### [EXCERPTED PASSAGE]
# Bengal Kitten pretending to be an Asian Leopard Cat



## handprint (Jan 2, 2010)

This is my Bengal Kitten Boo at 6 months old pretending to be an ALC

Nevaeh Bengals


----------



## Allana (Jul 7, 2010)

Aww how gorgeous!!


----------



## Dally Banjo (Oct 22, 2009)

Awwwwwwwwwwwwwwwwwwwww :001_wub:

Someone was advertising Bengal kittens in our local paper yesterday for £100 each :scared: :sad:


----------



## buffie (May 31, 2010)

Fabulous photo.Gorgeous kitten :001_wub:


----------



## handprint (Jan 2, 2010)

Thank you, she is such a softie, loves cuddles and absolutely loves water


----------



## lymorelynn (Oct 4, 2008)

gorgeous little leopard you have there  She looks very much at home in her own little jungle :lol:


----------



## Taylorbaby (Jan 10, 2009)

Dally Banjo said:


> Awwwwwwwwwwwwwwwwwwwww :001_wub:
> 
> Someone was advertising Bengal kittens in our local paper yesterday for £100 each :scared: :sad:


they prob wernt real, lots of people say 'bengal' to up the price of moggies, people fall for it sadly.

shes a nice looking girl, what generation is she? Ive never had abengal actually like water, my current litter of bengal kittens play in their water bowls though....lots of mess!!


----------



## Pippin (Aug 11, 2009)

Ahhh she is lovely


----------



## mezzer (Oct 6, 2009)

She is gorgeous


----------



## Chez87 (Aug 11, 2010)

As if I needed any MORE temptation!! I WANT ONE


----------



## MissyMV6 (Aug 5, 2010)

### [TASKS]
**a)** List every distinct emoticon code (a word written between colons) that appears in the Bengal kitten thread.
**b)** Answer these about the Bengal kitten thread, one line each:
(i) How old was Boo when she was pretending to be an ALC?
(ii) What price per kitten was given in the local paper advertisement?
(iii) What do the kittens in Taylorbaby's current litter do with their water bowls?
**c)** In the Bengal kitten thread, why does Taylorbaby think the kittens advertised in the local paper were probably not real Bengals?

### [RECORDS]
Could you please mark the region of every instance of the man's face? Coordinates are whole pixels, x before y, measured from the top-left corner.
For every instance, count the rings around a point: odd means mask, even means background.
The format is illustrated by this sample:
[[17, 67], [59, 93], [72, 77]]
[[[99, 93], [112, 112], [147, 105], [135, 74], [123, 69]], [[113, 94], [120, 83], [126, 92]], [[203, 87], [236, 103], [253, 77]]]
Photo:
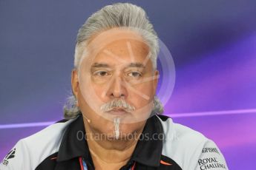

### [OUTPUTS IN ORDER]
**a)** :001_wub:, :scared:, :sad:, :lol:

**b)**
(i) 6 months old
(ii) £100 each
(iii) They play in them, making lots of mess.

**c)** Taylorbaby says that lots of people call ordinary cats ("moggies") Bengals to raise the price. Sadly, people fall for it.